### Document excerpt
◇ ◇ ◇ ◇

My personal phrasebook, which is not large, begins and ends with “Ting bu dong,” “Don’t understand.” Literally it means, “hear, not understand,” which is my state of being in this polyphonic, cacophonous, single-languaged land. Ting bu dong can also be part of a sentence, “Wo ting bu dong,” “I don’t understand,” although it is usually obvious who is ting, bu dong. In conversation, ting bu dong clarifies my blank confusion, but for some reason greatly amuses Chinese speakers. Whenever I say it, everyone within hearing laughs and nudges their neighbors, pointing at me and repeating “Ting bu dong, ting bu dong.” So I was pleased to find a T-shirt with ting bu dong on it in bold Chinese characters, 聽不懂. I wore it for our one manic day at the Shanghai expo. All day I got smiles and possibly approached the photo record set by Rianna and Morgan, who must appear in hundreds of Chinese photo albums and Facebook pages. (The Chinese FB is called QQ. Western FB is, um, not available. QQ (I read) has one billion users.) Among the Expo crowds “Ting bu dong” echoed everywhere around me. I thought, Wow, can all these people really not understand?

◇ ◇ ◇ ◇

Excerpts of bounding box data:
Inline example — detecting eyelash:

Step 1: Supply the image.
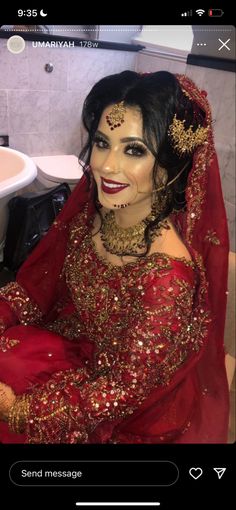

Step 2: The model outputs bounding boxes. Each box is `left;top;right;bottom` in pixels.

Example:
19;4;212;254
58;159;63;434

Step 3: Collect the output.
94;136;147;158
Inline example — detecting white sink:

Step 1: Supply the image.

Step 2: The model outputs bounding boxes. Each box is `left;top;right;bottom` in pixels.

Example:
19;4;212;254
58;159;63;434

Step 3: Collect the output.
0;147;37;199
0;147;37;262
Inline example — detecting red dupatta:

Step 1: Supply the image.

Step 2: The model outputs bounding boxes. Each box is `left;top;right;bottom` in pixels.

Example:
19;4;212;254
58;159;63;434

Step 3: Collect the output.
14;75;229;443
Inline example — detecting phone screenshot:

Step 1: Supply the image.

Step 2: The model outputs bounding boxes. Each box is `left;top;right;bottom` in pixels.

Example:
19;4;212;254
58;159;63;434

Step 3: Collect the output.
0;5;236;510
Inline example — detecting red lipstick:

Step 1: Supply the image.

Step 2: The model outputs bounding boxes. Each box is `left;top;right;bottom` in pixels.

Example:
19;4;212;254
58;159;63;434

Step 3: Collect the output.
101;177;129;194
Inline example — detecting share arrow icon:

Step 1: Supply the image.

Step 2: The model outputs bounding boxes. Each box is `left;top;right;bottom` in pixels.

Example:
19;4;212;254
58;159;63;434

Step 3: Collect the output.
213;468;226;480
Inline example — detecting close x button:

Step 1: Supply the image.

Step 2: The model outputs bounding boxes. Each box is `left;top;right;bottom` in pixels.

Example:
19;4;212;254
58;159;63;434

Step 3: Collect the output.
9;460;179;487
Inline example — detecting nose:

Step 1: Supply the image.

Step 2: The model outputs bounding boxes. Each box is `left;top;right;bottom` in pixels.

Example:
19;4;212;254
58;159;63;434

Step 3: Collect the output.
102;150;120;173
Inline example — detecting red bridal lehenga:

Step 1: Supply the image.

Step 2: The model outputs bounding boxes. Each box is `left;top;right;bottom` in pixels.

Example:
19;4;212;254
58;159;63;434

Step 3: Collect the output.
0;76;229;443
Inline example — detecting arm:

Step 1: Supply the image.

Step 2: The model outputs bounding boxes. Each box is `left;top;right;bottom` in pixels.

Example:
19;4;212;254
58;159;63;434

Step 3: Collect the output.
0;282;42;333
5;268;208;443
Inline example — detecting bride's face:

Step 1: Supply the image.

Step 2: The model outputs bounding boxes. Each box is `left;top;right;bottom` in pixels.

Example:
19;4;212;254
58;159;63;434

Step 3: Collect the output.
90;106;155;209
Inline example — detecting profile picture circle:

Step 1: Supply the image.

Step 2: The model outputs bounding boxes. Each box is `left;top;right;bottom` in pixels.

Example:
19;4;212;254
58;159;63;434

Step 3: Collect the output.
7;35;25;54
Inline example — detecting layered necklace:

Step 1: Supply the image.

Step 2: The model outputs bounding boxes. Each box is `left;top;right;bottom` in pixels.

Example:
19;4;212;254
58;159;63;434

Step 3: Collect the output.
100;210;169;256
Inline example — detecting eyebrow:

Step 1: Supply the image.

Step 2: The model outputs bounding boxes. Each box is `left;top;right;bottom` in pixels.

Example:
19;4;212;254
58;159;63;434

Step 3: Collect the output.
95;129;147;147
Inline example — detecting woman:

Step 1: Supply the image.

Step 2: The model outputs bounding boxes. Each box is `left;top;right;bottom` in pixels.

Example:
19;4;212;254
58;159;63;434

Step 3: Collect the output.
0;71;228;443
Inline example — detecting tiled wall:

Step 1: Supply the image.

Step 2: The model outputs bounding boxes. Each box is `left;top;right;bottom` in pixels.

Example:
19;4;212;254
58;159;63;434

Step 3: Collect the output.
136;53;236;251
0;39;235;251
0;39;136;156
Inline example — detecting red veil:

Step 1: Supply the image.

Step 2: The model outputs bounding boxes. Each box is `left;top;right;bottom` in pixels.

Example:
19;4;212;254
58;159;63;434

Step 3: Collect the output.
2;75;229;443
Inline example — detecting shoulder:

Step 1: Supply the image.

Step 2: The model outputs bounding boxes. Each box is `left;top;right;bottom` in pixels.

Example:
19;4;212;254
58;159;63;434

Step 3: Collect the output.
152;220;192;261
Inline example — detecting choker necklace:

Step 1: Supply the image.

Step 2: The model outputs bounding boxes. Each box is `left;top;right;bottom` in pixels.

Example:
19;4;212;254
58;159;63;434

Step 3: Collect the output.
100;210;170;256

◇ ◇ ◇ ◇

### Tasks to perform
1 > In the "Ting bu dong" essay, what do people within hearing do whenever the writer says the phrase? List every action.
2 > According to the "Ting bu dong" essay, how many users does QQ have?
3 > Continue the "Ting bu dong" essay from its last sentence.
The listing has no connection to the "Ting bu dong" essay.

### Exercise responses
1 > They laugh, nudge their neighbors, point at the writer, and repeat "Ting bu dong, ting bu dong."

2 > One billion users.

3 >
At lunch with a bunch of philosophers the other day I finally got to ask why ting bu dong was funny. I thought maybe I was mispronouncing it, saying “Beer, not underwear” or something — this is easy to do in Chinese. (For example, “thank you” and “diarrhea” are identical syllables but different in just one tone.) But no, my colleagues decided it was funny because it is correct Chinese: a foreigner communicates effectively in the local language that he is clueless. As Socrates says, there’s a kind of wisdom in knowing you don’t know, compared to simple blank ignorance.
The wisdom of Ting bu dong is of little use in shops, restaurants, taxis — anywhere at all. I can often state my main goal, “Can I see a menu?”, etc., but my minimal vocabulary is never enough to cope with the dreaded follow-up question. And life is all about follow-up questions. China especially is the land of questions because every conceivable job niche in the service sector is simultaneously occupied by two to seven people. I think our record is a gauntlet of twelve greeters welcoming us to the restaurant in our building. I went to Home Depot (with its global motto in English, “You can do it. We can help.”) for an uncanny hour in the Tianjin manifestation of the universal archetype of homedeponess. The Chinese characters along the aisles were in Depot-font on an orange background. It was just like West Hartford — except that the folks in orange aprons were everywhere, in every aisle in groups of twos and threes, chatting away. Boy, can we help! I didn’t need my ting bu dong there as I am Home-po literate. I felt a comforting surge of that rare feeling of competence (“You can do it”) as I gathered picture-hangers, double-sided tape, and a Halloween costume for Rianna (a hard hat and reflective vest).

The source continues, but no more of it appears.